## REQUIRED ACTIONS
a) In the forum thread on mounting a chuck, where did BobWarfield get his chuck?
b) Reproduce the forum thread on mounting a chuck from "He went that" to "drilling the chuck.".

## PAGE TEXT
┄┄┄┄┄┄
Bob, My 4J and RT look very much like that. How are you attaching the chuck to to RT?
Thanks,
Julian G.


----------



## BobWarfield (Feb 4, 2008)

Through bolts.

There's a nice through bolt setup on this page: http://www.finelinehair.com/home/RF_mill_accessories.htm

He went that way because the chuck was as big as the rotab. I did mine in a hurry so I could get on with the project, so I haven't countersunk yet as he has. It was dead easy. I got my Chuck from Shars and it was a nice piece of cast iron--very easy to drill the through holes.

Another alternative is to make a plate:






That saves you drilling the chuck.

Cheers,

BW


----------



## jgarrett (Feb 5, 2008)

Thanks, Love learning all of this neat stuff...I am trying to compile a book with all of it stored for reference.
The markings on the chuck look exactly like the one I got from LMS but I could not find a suitable back plate from SHARS.
Post a pic of the sander when complete.
Thanks,
Julian G.


----------



## deere_x475guy (Feb 5, 2008)

Julian Garrett  said:
			
		

> Thanks, Love learning all of this neat stuff...I am trying to compile a book with all of it stored for reference.
> The markings on the chuck look exactly like the one I got from LMS but I could not find a suitable back plate from SHARS.
> Post a pic of the sander when complete.
> Thanks,
> Julian G.



Julian I started a reference book when I started into this hobby. It's been a real time saver to just pick it up and find what I need. I have all the articles indexed and sticky tabs on the stuff I go to often.


----------



## raym 11 (Feb 5, 2008)

Bob,
 thanks for the 'micro-Tools' site. Looks like I can get an adapted head for my taig mill giving me the capability of using the ER-16 tooling currently used on my full sized Grizzly mill.
Ray M


----------
┄┄┄┄┄┄
Outline labeling records
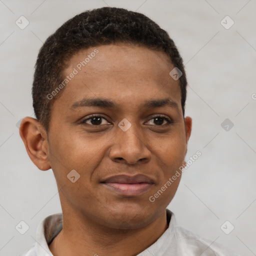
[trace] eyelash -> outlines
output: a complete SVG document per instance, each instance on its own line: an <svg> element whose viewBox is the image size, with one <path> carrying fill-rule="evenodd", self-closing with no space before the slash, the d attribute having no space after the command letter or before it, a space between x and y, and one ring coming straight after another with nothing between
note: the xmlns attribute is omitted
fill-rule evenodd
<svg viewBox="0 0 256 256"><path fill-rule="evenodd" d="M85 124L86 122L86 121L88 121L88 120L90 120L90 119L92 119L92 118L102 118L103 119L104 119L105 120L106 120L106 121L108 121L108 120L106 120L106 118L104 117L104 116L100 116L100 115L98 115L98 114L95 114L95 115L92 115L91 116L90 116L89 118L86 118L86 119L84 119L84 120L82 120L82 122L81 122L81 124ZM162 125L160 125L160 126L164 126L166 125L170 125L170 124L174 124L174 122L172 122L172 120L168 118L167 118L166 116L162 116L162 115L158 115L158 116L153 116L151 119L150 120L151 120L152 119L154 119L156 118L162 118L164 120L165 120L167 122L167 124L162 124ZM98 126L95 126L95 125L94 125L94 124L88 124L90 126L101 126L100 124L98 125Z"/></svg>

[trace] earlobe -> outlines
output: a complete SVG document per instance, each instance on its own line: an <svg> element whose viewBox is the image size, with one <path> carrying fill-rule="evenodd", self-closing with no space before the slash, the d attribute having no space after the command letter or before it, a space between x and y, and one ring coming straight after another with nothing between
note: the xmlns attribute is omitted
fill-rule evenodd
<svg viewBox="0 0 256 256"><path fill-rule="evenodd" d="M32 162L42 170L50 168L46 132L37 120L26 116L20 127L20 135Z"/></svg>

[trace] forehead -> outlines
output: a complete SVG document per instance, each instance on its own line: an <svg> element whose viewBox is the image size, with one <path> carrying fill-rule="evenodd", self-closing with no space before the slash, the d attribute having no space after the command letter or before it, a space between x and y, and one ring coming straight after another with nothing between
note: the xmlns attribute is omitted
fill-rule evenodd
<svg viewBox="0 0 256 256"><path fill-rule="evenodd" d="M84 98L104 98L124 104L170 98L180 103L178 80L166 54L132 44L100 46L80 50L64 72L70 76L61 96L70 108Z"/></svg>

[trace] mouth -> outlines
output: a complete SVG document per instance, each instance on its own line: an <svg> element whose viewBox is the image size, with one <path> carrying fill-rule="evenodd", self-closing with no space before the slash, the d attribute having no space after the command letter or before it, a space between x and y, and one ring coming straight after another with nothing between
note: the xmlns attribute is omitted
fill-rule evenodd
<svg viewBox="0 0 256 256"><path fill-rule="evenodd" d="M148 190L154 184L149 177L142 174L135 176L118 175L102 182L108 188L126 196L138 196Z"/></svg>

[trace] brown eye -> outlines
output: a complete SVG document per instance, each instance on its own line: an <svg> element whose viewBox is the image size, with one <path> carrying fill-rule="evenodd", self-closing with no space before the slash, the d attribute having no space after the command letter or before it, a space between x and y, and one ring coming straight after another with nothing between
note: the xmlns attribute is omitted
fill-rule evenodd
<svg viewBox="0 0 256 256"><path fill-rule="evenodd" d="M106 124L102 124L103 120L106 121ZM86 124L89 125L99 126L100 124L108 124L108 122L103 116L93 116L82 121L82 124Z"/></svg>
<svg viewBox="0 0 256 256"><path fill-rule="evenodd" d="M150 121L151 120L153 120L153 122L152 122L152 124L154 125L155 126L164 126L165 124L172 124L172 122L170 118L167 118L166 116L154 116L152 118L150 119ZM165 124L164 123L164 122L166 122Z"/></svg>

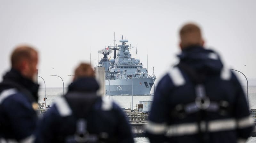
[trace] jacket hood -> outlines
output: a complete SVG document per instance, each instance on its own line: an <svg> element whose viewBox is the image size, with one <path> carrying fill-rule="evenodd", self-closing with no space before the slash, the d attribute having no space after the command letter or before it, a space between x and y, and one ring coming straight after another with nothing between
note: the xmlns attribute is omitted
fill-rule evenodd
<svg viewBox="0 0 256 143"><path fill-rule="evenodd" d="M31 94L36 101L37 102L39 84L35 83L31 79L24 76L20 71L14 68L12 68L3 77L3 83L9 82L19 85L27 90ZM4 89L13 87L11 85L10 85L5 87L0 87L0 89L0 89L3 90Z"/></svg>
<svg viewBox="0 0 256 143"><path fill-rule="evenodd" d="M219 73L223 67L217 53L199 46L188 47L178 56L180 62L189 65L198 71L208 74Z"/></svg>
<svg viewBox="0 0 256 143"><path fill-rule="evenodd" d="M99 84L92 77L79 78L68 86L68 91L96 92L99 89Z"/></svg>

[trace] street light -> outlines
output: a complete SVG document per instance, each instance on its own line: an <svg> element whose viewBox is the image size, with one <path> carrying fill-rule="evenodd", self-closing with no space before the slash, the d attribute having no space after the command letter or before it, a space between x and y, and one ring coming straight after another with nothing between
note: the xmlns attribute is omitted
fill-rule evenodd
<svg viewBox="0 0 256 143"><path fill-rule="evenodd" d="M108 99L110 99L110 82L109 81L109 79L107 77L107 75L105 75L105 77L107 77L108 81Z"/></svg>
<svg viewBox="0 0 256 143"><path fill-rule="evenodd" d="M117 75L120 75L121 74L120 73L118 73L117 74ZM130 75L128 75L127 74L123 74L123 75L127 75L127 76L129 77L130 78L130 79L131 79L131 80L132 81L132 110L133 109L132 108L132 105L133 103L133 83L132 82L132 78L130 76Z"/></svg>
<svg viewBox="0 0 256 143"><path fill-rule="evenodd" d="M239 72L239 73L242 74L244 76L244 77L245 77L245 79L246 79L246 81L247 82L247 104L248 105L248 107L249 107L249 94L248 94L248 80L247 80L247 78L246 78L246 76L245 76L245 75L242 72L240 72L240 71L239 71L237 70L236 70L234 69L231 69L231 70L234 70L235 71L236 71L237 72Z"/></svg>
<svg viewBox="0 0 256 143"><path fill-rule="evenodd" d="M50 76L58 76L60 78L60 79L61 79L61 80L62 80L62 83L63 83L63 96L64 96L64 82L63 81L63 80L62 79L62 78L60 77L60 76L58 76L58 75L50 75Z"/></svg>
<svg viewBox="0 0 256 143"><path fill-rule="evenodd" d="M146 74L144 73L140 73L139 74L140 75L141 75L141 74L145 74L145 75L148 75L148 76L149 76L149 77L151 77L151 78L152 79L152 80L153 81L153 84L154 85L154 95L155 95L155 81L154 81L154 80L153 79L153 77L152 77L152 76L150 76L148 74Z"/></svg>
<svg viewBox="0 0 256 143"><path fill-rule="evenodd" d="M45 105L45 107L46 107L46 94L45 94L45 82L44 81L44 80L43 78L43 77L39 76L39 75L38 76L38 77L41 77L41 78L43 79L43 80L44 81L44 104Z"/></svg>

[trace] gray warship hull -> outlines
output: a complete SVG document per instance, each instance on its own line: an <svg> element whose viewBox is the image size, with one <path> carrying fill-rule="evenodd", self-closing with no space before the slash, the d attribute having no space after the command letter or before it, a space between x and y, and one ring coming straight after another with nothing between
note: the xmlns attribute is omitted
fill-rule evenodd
┄┄┄┄┄┄
## THE REPLIES
a) From Shars.

b)
He went that way because the chuck was as big as the rotab. I did mine in a hurry so I could get on with the project, so I haven't countersunk yet as he has. It was dead easy. I got my Chuck from Shars and it was a nice piece of cast iron--very easy to drill the through holes.

Another alternative is to make a plate:






That saves you drilling the chuck.